• _Requirement_: Every line of the material below must be repeated exactly.

--------------------------------

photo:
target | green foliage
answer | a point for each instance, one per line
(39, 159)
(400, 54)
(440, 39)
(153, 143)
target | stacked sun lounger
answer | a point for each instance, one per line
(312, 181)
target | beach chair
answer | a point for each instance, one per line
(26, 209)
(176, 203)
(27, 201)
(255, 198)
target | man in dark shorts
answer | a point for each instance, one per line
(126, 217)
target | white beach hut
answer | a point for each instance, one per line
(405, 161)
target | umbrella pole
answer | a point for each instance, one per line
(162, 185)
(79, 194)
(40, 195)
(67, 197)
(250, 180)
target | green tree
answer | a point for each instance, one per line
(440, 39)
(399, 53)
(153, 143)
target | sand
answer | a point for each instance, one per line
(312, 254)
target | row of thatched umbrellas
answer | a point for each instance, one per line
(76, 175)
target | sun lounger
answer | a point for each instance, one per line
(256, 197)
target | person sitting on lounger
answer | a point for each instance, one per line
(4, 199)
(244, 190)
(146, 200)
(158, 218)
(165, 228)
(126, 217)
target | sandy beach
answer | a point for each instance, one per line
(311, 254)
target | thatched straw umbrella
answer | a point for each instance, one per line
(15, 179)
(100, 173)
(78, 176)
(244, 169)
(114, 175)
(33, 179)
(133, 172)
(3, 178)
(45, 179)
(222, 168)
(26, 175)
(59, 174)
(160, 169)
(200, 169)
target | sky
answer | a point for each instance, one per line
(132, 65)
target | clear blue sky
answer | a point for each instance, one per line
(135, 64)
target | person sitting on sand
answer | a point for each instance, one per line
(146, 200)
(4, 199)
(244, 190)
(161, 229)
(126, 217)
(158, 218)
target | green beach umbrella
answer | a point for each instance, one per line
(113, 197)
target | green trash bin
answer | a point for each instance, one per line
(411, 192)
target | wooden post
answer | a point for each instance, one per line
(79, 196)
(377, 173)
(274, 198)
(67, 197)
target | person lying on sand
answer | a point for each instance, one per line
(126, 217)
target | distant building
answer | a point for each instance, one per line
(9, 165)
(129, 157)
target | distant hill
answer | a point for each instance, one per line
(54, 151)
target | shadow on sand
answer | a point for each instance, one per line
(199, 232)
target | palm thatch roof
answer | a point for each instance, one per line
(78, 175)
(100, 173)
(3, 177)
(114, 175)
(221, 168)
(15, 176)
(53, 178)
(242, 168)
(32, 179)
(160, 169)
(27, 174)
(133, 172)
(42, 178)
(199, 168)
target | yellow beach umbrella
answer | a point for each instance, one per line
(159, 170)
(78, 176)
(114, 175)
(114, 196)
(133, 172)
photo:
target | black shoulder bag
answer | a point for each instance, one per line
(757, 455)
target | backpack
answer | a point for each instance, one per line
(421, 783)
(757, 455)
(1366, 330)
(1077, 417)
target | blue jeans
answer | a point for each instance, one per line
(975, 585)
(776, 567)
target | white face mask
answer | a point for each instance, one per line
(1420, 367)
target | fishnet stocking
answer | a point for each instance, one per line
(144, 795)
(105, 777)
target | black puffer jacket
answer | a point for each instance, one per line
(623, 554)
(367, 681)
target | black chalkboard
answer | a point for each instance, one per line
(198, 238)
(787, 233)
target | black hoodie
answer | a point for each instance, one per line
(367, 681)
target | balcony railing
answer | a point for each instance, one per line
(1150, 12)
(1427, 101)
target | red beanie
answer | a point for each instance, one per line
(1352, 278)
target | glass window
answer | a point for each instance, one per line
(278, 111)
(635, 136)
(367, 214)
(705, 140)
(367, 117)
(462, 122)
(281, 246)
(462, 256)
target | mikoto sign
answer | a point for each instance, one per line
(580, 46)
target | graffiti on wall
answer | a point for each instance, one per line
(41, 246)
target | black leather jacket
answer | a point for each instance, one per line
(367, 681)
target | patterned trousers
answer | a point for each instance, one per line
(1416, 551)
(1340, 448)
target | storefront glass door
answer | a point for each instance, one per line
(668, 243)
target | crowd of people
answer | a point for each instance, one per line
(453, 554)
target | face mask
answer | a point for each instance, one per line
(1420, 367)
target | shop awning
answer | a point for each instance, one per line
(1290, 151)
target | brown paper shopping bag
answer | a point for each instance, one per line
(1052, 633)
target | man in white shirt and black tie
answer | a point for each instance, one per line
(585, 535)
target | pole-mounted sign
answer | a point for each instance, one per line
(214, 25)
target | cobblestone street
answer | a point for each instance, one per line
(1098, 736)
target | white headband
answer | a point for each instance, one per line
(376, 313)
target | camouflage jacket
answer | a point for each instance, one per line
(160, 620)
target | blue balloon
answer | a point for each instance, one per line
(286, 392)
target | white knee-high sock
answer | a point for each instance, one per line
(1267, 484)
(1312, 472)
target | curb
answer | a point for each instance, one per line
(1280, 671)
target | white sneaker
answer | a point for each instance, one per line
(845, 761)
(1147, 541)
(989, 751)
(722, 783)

--------------------------------

• _Result for this exercise_:
photo:
target | green foliage
answer | a point for each instance, one per line
(39, 159)
(400, 54)
(440, 39)
(153, 143)
target | stacked sun lounger
answer | a point for each instance, one per line
(312, 181)
target | beach chair
answer | a point for each instance, one per line
(26, 209)
(176, 203)
(27, 201)
(255, 198)
target | man in dark shorts
answer | a point for each instance, one per line
(126, 217)
target | white beach hut
answer | a point for each instance, one per line
(405, 161)
target | umbrella pole
answer | a point for each instance, one per line
(162, 185)
(79, 194)
(40, 195)
(67, 197)
(250, 180)
target | green tree
answer | a point for each instance, one per line
(440, 39)
(399, 53)
(153, 143)
target | sand
answer | a point for each instance, one per line
(312, 254)
target | row of thatched umbrellas
answer | a point for each instance, one per line
(76, 175)
target | sun lounger
answer | a point for each instance, one per line
(256, 197)
target | person sitting on lounger
answer | a point for each instance, one per line
(4, 199)
(244, 190)
(146, 200)
(158, 218)
(165, 228)
(126, 217)
target | sandy beach
answer | a point for each instance, one per line
(311, 254)
target | thatched straw umbrella
answer | a point for each instance, one per line
(15, 179)
(100, 173)
(78, 176)
(244, 169)
(114, 175)
(33, 179)
(133, 172)
(3, 178)
(45, 179)
(222, 168)
(26, 175)
(59, 174)
(160, 169)
(200, 169)
target | sky
answer | a point for each instance, one per line
(132, 65)
target | clear blue sky
answer | a point for each instance, one per line
(135, 64)
target | person sitting on sand
answer | a point for each instance, one per line
(146, 200)
(4, 199)
(244, 190)
(161, 229)
(126, 217)
(158, 218)
target | green beach umbrella
answer | a point for each instance, one per line
(113, 197)
target | green trash bin
answer | a point for each instance, one per line
(411, 192)
target | wooden post
answer | a point for each instance, one per line
(79, 196)
(377, 173)
(274, 198)
(67, 197)
target | person lying on sand
answer | a point for each instance, one per line
(126, 217)
target | distant building
answer | a point for each instance, one per line
(9, 165)
(129, 157)
target | distant hill
answer | a point for each instance, one per line
(54, 151)
target | shadow on sand
answer | a point for each instance, one per line
(199, 232)
target | palm thatch roof
answer | a point for each instance, one per line
(78, 175)
(100, 173)
(3, 177)
(114, 175)
(221, 168)
(15, 176)
(53, 178)
(242, 168)
(32, 179)
(160, 169)
(27, 174)
(133, 172)
(42, 178)
(199, 168)
target | yellow beach umbrella
answer | a point for each instance, one per line
(159, 170)
(78, 176)
(114, 175)
(114, 196)
(133, 172)
photo:
target | black shoulder bag
answer | a point for each instance, one per line
(757, 455)
target | backpack
answer | a point for each instance, one per line
(421, 783)
(757, 455)
(1366, 330)
(1077, 417)
target | blue jeans
answer | a point for each instance, one per line
(975, 585)
(776, 567)
target | white face mask
answer | a point for each instance, one per line
(1420, 367)
target | fishnet stocking
answer | a point for each instance, one per line
(144, 795)
(105, 777)
target | black puffer jacket
answer | a point for each instance, one per line
(623, 554)
(367, 681)
target | black chalkboard
answer | a point for each instance, one per line
(198, 238)
(787, 233)
target | black hoodie
answer | a point for each instance, one per line
(367, 681)
target | balcony railing
answer | a point for each instance, one per line
(1150, 12)
(1427, 101)
target | red beanie
answer | a point for each instance, one per line
(1352, 278)
target | glass window
answer | a point for each instance, one per line
(278, 111)
(635, 136)
(367, 214)
(705, 140)
(367, 117)
(462, 122)
(281, 246)
(462, 256)
target | mikoto sign
answer | a point for each instance, one per line
(580, 46)
target | graffiti on wall
answer | a point for each instance, one per line
(41, 246)
target | black leather jacket
answer | a point for each instance, one per line
(367, 681)
target | patterned trousers
answer | a point for each instance, one per line
(1416, 551)
(1340, 448)
target | storefront glass door
answer | a point for each instance, one per line
(668, 243)
target | crowd of people
answer | a point for each instance, one per line
(453, 554)
target | face mask
answer | a point for each instance, one per line
(1420, 367)
target | shop awning
answer | a point for each instance, one per line
(1290, 151)
target | brown paper shopping bag
answer | a point for each instance, one per line
(1052, 633)
target | man in white shirt and black tie
answer | a point for each instance, one per line
(585, 535)
target | pole-mounted sign
answer | a point for each instance, one per line
(214, 25)
target | cobblestone street
answer | a point for each instance, one per line
(1098, 736)
target | white headband
answer | a point for each instance, one per line
(376, 313)
target | camouflage jacket
answer | a point for each instance, one per line
(160, 620)
target | blue balloon
answer | a point for each instance, one per line
(286, 392)
target | white knee-high sock
answer | a point for each instance, one per line
(1267, 484)
(1312, 472)
target | curb
answer | a point for each instance, one per line
(1280, 671)
target | white sneaker
answer | a point for each instance, one per line
(845, 761)
(1147, 541)
(989, 751)
(722, 783)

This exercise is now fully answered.